### PASSAGE TO READ
════════════════
Since the beginning of the new millenium, the process of global economic integration we call globalization from above has sped from crisis to calamity. That has intensified both the need for and the strength of the convergence of social movements we call globalization from below.

End of the Global Gilded Age

The corporations, governments, and elites that promoted globalization from above promised that it would bring prosperity, democracy, and peace. But globalization has in fact entered a new, more destructive phase marked by recession, repression, and militarization. From an era of undemocratic and exploitative rulemaking we have entered an era of piracy and plunder.

By 2002, the United States, Europe, Latin America, and most of Asia had entered the first worldwide recession since the 1970s.1 According to Joseph Stiglitz, former chief economist at the World Bank,

“Already we see inklings of the downward spiral that was part of the Great Depression of 1929.… Every week brings new records.… [including] the largest increase in unemployment and decline in manufacturing in two decades … [and] the slowest growth in nominal GDP in any two consecutive years since the 1930s.”

Global linkage of this downward spiral is as much an aspect of globalization as the global currency market or the WTO. European economies, for example, were widely expected to be little affected by the US downturn, because North America is not a major market for them—but they are being severely hurt by the decline in Latin American and Asian markets that are in turn being hurt by the US bust. Globalization, supposedly the solution to the worldwide recession of the 1970s, has instead become central to the problem.
════════════════
### DIRECTIVE
In the passage on globalization, which regions had entered the first worldwide recession since the 1970s by 2002?

### RECORDED INFORMATION
════════════════
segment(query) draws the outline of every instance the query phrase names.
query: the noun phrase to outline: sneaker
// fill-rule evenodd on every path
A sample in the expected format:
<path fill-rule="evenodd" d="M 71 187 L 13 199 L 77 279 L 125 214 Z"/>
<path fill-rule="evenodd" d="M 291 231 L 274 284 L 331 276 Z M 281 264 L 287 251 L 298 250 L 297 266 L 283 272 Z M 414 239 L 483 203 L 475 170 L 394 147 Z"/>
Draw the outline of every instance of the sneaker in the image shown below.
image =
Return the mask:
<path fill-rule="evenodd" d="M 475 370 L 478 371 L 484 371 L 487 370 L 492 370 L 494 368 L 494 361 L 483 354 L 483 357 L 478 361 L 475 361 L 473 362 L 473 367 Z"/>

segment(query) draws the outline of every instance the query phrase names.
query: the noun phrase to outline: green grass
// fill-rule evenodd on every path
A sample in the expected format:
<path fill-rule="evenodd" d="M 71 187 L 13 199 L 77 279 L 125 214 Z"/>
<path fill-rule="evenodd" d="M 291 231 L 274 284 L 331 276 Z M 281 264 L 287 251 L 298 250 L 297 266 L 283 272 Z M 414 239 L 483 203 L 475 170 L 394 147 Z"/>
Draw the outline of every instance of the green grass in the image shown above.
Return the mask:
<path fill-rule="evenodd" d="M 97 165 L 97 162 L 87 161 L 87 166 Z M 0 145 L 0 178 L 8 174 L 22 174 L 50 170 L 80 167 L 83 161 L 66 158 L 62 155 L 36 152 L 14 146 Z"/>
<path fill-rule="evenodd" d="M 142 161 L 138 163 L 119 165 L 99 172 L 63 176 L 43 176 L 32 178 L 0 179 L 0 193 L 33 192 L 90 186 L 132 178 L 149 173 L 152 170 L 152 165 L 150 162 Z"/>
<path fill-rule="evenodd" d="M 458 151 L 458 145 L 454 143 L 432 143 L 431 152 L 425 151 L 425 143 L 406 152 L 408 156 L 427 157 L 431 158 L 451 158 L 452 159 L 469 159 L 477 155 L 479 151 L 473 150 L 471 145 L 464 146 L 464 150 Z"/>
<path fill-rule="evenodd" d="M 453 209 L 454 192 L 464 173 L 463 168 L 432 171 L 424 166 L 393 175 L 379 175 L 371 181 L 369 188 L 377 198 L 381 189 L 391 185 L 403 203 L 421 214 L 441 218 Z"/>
════════════════
### SOLUTION TO THIS EXERCISE
The United States, Europe, Latin America, and most of Asia.